# [Requisitos]
a: Responda, com base no trecho sobre o Cruzeiro e o River Plate:
(i) Quem marcou dois gols no jogo de ida no Mineirão?
(ii) Em que estádio foi disputado o confronto desempate?
(iii) Em que ano foi lançado o livro "Rei de Copas"?
b: Por favor, traduza para o inglês esta frase do trecho sobre o Cruzeiro e o River Plate: "E o local escolhido pela Confederação Sul-Americana de Futebol (Conmebol) foi o Estádio Nacional, em Santiago."
c: Prossiga com o trecho sobre o Cruzeiro e o River Plate a partir do ponto em que ele termina.

# [Trecho]
════

Os 4 a 1 no jogo de ida no Mineirão, com grande atuação do centroavante Palhinha, autor de dois gols, em 21 de julho, somado aos 2 a 1 para o River Plate, uma semana depois, no Monumental de Núñez, em Buenos Aires, obrigaram a disputa de um confronto desempate em campo neutro. E o local escolhido pela Confederação Sul-Americana de Futebol (Conmebol) foi o Estádio Nacional, em Santiago.
E a partida, que teve o Cruzeiro abrindo 2 a 0, mas permitindo o empate argentino, foi decidida num lance que entrou para a história do futebol.Aos 43 minutos do segundo tempo, numa falta na entrada da área, Joãozinho se antecipou ao especialista Nelinho e, de forma surpreendente, marcou aquele que seria o gol do título.
No livro “Rei de Copas”, lançado em 2010, o ex-atacante Palhinha revela o que aconteceu naquele lance: “A gente já tinha tomado um gol do River praticamente da mesma forma. O Raul estava formando a barreira, eles bateram rápido e fizeram o gol. Quando saiu aquela falta, no momento em que eles estavam formando a barreira, eu pedia ao Piazza para me tocar a bola porque estava sozinho, mas o Nelinho, que era o cobrador do time e batia com a maior perfeição, não deixava. O Joãozinho entrou na frente e bateu a falta. Eu, o Nelinho e Piazza já estávamos com o palavrão na boca, mas a bola tomou a direção do gol e entrou, num ato irresponsável do Joãozinho, pois o cobrador era o Nelinho. Foi um lance atípico, pela forma como aconteceu”.

════

# [Dados fornecidos]

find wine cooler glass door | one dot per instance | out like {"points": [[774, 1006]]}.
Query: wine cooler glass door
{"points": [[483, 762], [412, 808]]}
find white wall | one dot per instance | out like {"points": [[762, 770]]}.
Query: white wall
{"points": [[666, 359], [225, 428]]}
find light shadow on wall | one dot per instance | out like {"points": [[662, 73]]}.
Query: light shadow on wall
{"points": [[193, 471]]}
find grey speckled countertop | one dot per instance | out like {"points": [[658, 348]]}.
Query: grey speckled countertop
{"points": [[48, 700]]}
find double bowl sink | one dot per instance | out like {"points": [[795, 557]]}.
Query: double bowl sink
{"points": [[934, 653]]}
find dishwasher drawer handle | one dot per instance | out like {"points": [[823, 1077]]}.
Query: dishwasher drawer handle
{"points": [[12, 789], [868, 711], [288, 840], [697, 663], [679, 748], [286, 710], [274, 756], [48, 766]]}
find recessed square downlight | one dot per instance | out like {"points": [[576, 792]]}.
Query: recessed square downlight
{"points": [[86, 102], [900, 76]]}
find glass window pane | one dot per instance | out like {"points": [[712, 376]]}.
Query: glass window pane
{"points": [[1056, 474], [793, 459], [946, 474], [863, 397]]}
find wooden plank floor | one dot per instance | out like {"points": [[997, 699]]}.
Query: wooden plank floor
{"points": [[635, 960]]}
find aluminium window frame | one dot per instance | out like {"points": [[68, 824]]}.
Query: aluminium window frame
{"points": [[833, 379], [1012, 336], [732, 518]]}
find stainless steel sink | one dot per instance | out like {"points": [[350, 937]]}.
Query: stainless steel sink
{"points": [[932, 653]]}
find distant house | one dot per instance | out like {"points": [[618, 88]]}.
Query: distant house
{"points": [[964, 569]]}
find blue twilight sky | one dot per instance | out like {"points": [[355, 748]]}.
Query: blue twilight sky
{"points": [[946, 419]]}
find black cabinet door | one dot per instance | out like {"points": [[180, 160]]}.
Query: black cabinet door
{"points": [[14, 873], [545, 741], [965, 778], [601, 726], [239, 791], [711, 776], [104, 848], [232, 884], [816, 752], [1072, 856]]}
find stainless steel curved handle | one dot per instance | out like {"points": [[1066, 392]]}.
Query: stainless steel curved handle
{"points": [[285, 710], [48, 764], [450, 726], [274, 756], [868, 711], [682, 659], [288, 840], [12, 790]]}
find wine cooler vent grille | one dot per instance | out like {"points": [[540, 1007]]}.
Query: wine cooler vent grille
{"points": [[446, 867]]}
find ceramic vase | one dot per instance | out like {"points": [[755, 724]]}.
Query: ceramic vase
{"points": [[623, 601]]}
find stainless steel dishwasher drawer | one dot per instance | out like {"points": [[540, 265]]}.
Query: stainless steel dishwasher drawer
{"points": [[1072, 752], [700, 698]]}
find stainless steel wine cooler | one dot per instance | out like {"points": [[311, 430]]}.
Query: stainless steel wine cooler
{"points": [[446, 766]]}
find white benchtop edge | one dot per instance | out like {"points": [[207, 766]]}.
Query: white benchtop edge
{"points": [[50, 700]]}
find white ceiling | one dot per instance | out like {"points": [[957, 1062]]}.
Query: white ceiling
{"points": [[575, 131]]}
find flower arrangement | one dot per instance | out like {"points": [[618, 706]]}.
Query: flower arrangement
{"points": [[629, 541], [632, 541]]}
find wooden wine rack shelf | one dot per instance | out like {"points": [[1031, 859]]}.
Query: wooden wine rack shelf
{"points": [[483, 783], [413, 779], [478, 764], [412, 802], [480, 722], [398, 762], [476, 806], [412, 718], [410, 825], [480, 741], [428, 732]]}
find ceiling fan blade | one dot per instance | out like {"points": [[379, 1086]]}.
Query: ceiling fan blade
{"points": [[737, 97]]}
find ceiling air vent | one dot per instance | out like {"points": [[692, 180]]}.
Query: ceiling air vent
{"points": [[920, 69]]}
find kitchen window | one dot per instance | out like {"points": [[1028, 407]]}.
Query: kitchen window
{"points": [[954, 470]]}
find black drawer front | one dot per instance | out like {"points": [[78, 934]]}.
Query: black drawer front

════

# [Respostas escritas]
a:
(i) O centroavante Palhinha.
(ii) No Estádio Nacional, em Santiago.
(iii) Em 2010.

b: And the venue chosen by the South American Football Confederation (Conmebol) was the Estadio Nacional, in Santiago.

c:
Apesar da irresponsabilidade de Joãozinho ter se transformado no primeiro título continental do Cruzeiro, Palhinha se recorda da bronca que o ponta levou do técnico Zezé Moreira no vestiário: “Seu Zezé sempre foi enérgico, sério. Não era uma pessoa muito aberta, alegre. O Joãozinho entrou no vestiário no meio daquela festa, e quando se aproximou do Seu Zezé recebeu uma cobrança”.
Alegria e tristeza
Mas aquela campanha do Cruzeiro teve muito mais que o gol de Joãozinho. Entre alegrias e uma grande tristeza, o time que contava com a segurança de Raul, as bombas de Nelinho, a liderança de Piazza, a categoria de Zé Carlos, o oportunismo de Palhinha e Jairzinho e a genialidade de Joãozinho foi construindo uma campanha memorável, que fez da conquista da taça algo inquestionável.
Logo na estreia, em 7 de março de 1976, Cruzeiro e Internacional fizerm aquele que é considerado até hoje o maior jogo da história do Mineirão. A vitória por 5 a 4, num dia infernal de Joãozinho, que acabou com o jogo, foi fundamental para a Raposa vencer o Grupo 3, numa época em que apenas o primeiro colocado de cada chave passava à fase seguinte, que já era a semifinal, disputada no sistema de triangular.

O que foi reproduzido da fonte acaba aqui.